> _Record list_

BEGIN

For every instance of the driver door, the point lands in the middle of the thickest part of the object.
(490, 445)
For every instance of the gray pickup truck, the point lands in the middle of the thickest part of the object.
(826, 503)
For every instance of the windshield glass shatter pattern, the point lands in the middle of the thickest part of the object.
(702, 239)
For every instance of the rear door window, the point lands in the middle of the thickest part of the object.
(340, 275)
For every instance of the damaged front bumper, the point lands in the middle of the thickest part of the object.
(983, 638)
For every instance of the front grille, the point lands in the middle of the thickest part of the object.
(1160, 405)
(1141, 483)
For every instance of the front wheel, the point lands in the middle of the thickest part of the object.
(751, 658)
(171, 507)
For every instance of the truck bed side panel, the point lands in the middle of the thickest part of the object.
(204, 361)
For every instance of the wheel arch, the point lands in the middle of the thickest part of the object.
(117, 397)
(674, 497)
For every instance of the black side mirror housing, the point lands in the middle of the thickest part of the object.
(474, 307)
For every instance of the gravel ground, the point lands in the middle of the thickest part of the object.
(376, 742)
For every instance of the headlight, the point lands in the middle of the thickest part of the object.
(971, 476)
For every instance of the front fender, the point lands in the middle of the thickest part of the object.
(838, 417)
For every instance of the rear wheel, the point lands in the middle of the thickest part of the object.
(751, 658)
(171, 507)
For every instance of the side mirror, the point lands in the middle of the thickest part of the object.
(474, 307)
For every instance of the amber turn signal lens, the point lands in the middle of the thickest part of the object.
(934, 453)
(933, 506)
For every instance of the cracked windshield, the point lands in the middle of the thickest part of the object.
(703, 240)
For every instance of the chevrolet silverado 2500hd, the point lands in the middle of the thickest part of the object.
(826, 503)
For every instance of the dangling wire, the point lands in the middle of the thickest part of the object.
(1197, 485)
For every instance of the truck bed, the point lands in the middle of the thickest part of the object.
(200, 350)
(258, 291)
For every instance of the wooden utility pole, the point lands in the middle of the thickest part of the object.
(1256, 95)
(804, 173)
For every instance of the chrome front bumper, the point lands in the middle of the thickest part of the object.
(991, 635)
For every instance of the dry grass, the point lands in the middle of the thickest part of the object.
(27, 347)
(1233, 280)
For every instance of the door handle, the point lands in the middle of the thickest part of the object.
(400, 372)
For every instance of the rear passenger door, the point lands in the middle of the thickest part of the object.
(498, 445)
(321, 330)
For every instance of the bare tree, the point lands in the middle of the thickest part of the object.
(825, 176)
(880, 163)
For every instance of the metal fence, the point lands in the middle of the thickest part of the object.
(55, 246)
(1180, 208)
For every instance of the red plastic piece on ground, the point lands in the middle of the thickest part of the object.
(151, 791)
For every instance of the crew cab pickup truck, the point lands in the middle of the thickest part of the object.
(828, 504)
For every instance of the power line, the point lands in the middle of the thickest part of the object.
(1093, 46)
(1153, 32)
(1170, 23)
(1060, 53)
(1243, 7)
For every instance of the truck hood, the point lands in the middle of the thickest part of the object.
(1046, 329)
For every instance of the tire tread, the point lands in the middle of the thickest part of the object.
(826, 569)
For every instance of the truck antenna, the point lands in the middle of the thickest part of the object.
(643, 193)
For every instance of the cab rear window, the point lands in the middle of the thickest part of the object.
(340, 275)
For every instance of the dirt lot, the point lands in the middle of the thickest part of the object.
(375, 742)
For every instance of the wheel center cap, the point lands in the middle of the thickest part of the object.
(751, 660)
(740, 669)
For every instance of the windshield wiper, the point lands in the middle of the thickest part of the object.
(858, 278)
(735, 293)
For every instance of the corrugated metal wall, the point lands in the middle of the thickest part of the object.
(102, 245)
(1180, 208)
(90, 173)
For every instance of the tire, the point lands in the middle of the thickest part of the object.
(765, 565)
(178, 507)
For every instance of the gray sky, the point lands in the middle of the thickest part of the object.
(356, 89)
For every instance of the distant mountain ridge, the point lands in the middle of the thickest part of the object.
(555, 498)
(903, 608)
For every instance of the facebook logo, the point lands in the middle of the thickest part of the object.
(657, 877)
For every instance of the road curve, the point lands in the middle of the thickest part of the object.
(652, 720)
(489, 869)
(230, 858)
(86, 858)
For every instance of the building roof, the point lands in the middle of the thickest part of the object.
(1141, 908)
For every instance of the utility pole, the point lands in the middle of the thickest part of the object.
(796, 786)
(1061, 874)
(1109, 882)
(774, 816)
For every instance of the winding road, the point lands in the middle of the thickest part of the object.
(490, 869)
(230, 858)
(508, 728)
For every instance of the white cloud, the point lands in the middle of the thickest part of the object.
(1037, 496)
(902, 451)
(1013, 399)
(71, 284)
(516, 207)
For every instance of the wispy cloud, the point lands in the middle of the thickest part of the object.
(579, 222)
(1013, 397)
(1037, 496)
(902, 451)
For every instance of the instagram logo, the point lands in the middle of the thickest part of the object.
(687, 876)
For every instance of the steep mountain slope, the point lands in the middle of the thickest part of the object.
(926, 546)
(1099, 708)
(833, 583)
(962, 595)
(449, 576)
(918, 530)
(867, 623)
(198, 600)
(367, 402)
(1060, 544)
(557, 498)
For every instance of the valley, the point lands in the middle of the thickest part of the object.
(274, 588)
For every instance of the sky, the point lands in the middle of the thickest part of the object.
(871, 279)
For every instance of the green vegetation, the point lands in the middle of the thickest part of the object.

END

> _Exercise prompt_
Each line of the listing above should be output exactly.

> _The solution_
For every instance of the driver door, the point lands in the middle of the thickest part of the object.
(490, 445)
For every instance of the gray pickup truck, the point lands in the middle of the thickest part of the object.
(826, 503)
For every instance of the windshield glass shatter pattern, the point lands in the middle of the thickest part of the object.
(702, 239)
For every instance of the rear door window, the point lands in the middle of the thickest part of the object.
(340, 275)
For every instance of the damaged front bumper, the point lands in the middle of the thickest part of the object.
(983, 638)
For every instance of the front grille, the point lands in the middle of the thickest part of the object.
(1160, 405)
(1141, 483)
For every instance of the front wheel, the point lands in the middle of the thickest part of the object.
(751, 658)
(171, 507)
For every instance of the truck bed side panel, the point lands in the middle of the thickest part of the object.
(204, 361)
For every instance of the wheel arch, the point lands in the middle of the thickest part of the object.
(117, 397)
(674, 497)
For every instance of the black side mirror housing, the point lands in the middle of the thickest part of the object.
(474, 307)
For every instance of the gravel ground, the point lands in the middle of the thickest part of the object.
(376, 742)
For every instance of the headlight, the point lands in the middle of the thickest part of the object.
(971, 476)
For every instance of the front fender, the point lands in the middle of the thickest part of the object.
(838, 417)
For every instance of the rear wheel, the point lands in the middle of the thickest part of the object.
(751, 658)
(171, 507)
For every instance of the side mirror, the point lands in the middle of the thickest part of the object.
(474, 307)
For every instance of the amber turn signal lens, the point lands in the middle of the thickest part of the object.
(934, 453)
(933, 506)
For every instance of the cracked windshield, the point lands in the middle of the thickest part of the object.
(703, 240)
For every instance of the chevrolet silverado 2500hd, the point lands in the middle of the thickest part of the object.
(826, 503)
For every instance of the dangling wire, the point lands in the middle of the thickest part of the object.
(1197, 485)
For every instance of the truck bed, the point lands in the middle of the thickest part of the object.
(200, 350)
(258, 291)
For every instance of the wooden utility pole, the point lands in the middle of the thickest part of the object.
(1256, 95)
(804, 173)
For every instance of the chrome front bumper, the point lands in the middle of the thickest part of the object.
(991, 635)
For every instance of the dry grass, the point lands in the middle of the thickest part of the object.
(27, 347)
(1233, 280)
For every instance of the door handle, the point lands in the middle of the thickest part of the object.
(400, 372)
For every instance of the rear passenger door, the point lands in the middle of the thickest part of the object.
(498, 445)
(321, 330)
For every instance of the bare tree, the point lands in the middle of the thickest part of the object.
(825, 176)
(880, 163)
For every instance of the metal fence, the point lands in the middle of the thickest part of the object.
(55, 246)
(1180, 208)
For every instance of the red plastic piece on ground, the point lands in the middle of the thickest part of the object.
(151, 791)
For every instance of the crew cab pickup truck, the point lands in the middle of the thickest part of the object.
(828, 504)
For every instance of the power line, the point lands in the middle of the thickest part of the object.
(1093, 46)
(1153, 32)
(1170, 23)
(1060, 53)
(1243, 7)
For every instance of the truck hood, the point lands in the middle of the thickest part of the object.
(1046, 329)
For every instance of the tire tread, the point lands in the middle of the thickest part of the object.
(826, 569)
For every instance of the truck antenna, the point lands in the middle of the thickest part of the object.
(643, 193)
For every instance of the cab rear window, the point lands in the middle of the thickest part of the object.
(340, 275)
For every instance of the dirt lot, the point lands in the middle of the thickest part of the object.
(375, 742)
For every instance of the wheel center cap, the point lands in the middle of the thickest part of the object.
(751, 660)
(740, 669)
For every instance of the windshield wiper, the point lands in the middle of the thickest part of the object.
(858, 278)
(735, 293)
For every instance of the corrugated metal wall, the point lands in the middle of the thickest part of the object.
(102, 245)
(1180, 208)
(90, 173)
For every instance of the tire, the point lands in the middle of the thickest part of the object.
(765, 565)
(178, 507)
For every instance of the gray sky, the point lands in the middle of the thickest part of the object.
(356, 89)
For every instance of the distant mountain ridge, the point lands in the middle of the thickest part of the object.
(555, 498)
(903, 608)
For every instance of the facebook logo, the point lands in the middle of the thickest part of the object.
(657, 877)
For every instance of the road curve, the point lands in the middle of the thickest part of the object.
(652, 720)
(489, 869)
(230, 858)
(86, 858)
For every instance of the building roof, the point lands in the middle of the thickest part of the object.
(1141, 908)
For every instance of the utility pole, the point lands in the middle of the thickest part of the object.
(796, 786)
(1061, 874)
(1109, 882)
(774, 816)
For every instance of the winding road, the point lands in the middle of the thickest part of the object.
(490, 869)
(230, 858)
(508, 728)
For every instance of the white cloud, the point lands in the middle of the thickest part of the object.
(1037, 496)
(902, 451)
(1013, 399)
(71, 284)
(516, 207)
For every instance of the wispy cloud, the point lands in the middle of the thickest part of the object.
(579, 222)
(1013, 397)
(1037, 496)
(902, 451)
For every instance of the instagram logo, the point lands in the middle of the thickest part of the object.
(687, 876)
For every instance of the steep mountain slope, the point lands in the middle of the thickest part of the object.
(926, 546)
(1099, 708)
(833, 583)
(962, 595)
(449, 576)
(918, 530)
(867, 623)
(198, 600)
(367, 402)
(1060, 544)
(557, 498)
For every instance of the valley, the point lands in the middle of the thickest part of the object.
(274, 588)
For every instance of the sky, the point lands in the middle of the thickest part of the object.
(871, 279)
For every instance of the green vegetation, the point lands in the middle of the thickest part of the object.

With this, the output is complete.